§ SHORT EXERCISE: Repeat the items verbatim, beginning at the line that contains "target: sky" and stopping after the line that contains "204 133 L 270", with both of those lines included.
|---|
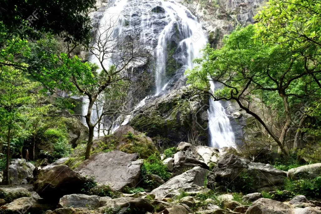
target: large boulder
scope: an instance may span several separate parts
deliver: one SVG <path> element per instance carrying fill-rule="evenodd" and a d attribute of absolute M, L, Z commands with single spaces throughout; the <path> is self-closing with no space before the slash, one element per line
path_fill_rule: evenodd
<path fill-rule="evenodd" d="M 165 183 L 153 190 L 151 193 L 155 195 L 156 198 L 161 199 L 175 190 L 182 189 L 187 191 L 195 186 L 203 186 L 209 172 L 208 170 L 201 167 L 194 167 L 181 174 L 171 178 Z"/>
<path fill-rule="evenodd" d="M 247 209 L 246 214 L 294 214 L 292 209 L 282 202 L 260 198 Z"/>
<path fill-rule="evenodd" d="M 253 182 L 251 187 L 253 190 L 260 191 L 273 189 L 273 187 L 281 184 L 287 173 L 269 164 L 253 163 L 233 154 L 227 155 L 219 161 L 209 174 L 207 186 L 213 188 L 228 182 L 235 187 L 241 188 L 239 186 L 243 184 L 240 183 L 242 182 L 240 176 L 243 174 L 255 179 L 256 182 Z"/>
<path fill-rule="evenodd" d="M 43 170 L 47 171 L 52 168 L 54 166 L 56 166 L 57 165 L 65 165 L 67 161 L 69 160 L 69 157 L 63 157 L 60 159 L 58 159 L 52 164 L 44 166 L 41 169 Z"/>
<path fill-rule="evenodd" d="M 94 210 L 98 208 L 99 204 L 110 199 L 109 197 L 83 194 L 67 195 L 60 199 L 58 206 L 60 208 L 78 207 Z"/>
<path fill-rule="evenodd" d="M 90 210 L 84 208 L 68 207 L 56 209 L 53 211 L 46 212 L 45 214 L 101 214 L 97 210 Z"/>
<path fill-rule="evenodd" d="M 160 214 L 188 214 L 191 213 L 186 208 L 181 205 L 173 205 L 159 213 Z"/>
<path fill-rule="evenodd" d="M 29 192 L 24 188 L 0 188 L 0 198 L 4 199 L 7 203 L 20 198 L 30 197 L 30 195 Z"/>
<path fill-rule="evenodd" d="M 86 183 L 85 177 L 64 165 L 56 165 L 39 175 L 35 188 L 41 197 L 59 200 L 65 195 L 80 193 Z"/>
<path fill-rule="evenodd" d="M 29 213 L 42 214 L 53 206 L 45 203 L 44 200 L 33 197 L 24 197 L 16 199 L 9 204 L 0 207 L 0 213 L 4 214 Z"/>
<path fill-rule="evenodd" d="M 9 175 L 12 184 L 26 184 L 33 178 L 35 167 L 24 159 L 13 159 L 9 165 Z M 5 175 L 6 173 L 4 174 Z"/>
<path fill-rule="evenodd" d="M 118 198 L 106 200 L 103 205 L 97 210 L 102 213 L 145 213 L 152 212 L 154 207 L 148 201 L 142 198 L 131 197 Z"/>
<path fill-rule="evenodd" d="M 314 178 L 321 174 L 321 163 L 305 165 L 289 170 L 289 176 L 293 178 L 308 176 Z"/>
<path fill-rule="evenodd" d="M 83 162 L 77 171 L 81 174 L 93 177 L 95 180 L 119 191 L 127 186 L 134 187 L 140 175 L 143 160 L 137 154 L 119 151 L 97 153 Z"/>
|---|
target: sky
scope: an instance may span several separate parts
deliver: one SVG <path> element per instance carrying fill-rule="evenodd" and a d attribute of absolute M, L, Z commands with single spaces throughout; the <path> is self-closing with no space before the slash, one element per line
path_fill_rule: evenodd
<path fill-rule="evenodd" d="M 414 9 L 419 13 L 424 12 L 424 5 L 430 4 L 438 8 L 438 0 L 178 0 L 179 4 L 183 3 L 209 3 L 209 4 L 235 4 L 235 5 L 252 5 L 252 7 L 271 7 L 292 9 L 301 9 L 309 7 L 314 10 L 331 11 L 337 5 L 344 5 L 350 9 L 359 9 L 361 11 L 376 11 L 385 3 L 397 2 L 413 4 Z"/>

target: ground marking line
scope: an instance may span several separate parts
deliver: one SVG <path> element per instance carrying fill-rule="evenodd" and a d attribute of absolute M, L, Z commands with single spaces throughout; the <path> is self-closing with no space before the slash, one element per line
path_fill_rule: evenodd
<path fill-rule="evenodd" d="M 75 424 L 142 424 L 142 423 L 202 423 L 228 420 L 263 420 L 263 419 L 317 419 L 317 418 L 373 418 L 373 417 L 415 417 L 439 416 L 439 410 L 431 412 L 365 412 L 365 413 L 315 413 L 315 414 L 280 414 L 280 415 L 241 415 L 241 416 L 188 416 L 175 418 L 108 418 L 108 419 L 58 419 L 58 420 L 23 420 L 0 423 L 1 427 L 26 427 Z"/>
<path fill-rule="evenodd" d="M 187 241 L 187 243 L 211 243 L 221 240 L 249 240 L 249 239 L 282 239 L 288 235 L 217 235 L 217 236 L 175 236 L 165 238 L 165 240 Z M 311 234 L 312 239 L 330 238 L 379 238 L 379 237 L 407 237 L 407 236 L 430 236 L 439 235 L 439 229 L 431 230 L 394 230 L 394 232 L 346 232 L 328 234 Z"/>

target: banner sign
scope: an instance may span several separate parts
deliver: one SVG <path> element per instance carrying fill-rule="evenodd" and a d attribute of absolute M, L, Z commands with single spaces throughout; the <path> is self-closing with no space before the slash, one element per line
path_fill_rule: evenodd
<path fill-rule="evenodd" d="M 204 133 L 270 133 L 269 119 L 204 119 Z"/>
|---|
§ WRITTEN SOLUTION:
target: sky
scope: an instance may span several separate parts
deliver: one SVG <path> element per instance carrying fill-rule="evenodd" and a d attribute of absolute M, L, Z commands with single spaces throughout; the <path> is self-closing with no space before the slash, one element per line
path_fill_rule: evenodd
<path fill-rule="evenodd" d="M 414 9 L 419 13 L 424 12 L 424 5 L 430 4 L 438 8 L 438 0 L 178 0 L 179 4 L 183 3 L 209 3 L 209 4 L 235 4 L 235 5 L 252 5 L 252 7 L 271 7 L 292 9 L 301 9 L 309 7 L 314 10 L 331 11 L 337 5 L 344 5 L 350 9 L 359 9 L 361 11 L 376 11 L 385 3 L 397 2 L 413 4 Z"/>

target: ground marking line
scope: an instance may span several separate parts
deliver: one SVG <path> element per instance carrying fill-rule="evenodd" and a d attribute of absolute M, L, Z commands with single spaces throughout; the <path> is self-closing with no space before the slash, one element per line
path_fill_rule: evenodd
<path fill-rule="evenodd" d="M 75 424 L 142 424 L 142 423 L 202 423 L 228 420 L 263 420 L 263 419 L 317 419 L 317 418 L 373 418 L 373 417 L 415 417 L 439 416 L 439 410 L 431 412 L 365 412 L 365 413 L 315 413 L 315 414 L 280 414 L 280 415 L 241 415 L 241 416 L 188 416 L 175 418 L 108 418 L 108 419 L 58 419 L 58 420 L 23 420 L 0 423 L 1 427 L 26 427 Z"/>
<path fill-rule="evenodd" d="M 187 241 L 187 243 L 211 243 L 221 240 L 249 240 L 249 239 L 282 239 L 288 235 L 217 235 L 217 236 L 175 236 L 165 238 L 165 240 Z M 311 234 L 312 239 L 330 238 L 379 238 L 379 237 L 407 237 L 407 236 L 430 236 L 439 235 L 439 229 L 431 230 L 394 230 L 394 232 L 346 232 L 328 234 Z"/>

target: banner sign
scope: an instance may span several separate parts
deliver: one SVG <path> element per instance carrying fill-rule="evenodd" and a d attribute of absolute M, L, Z commands with single spaces throughout; the <path> is self-closing with no space before the slash, one element per line
path_fill_rule: evenodd
<path fill-rule="evenodd" d="M 204 133 L 270 133 L 269 119 L 204 119 Z"/>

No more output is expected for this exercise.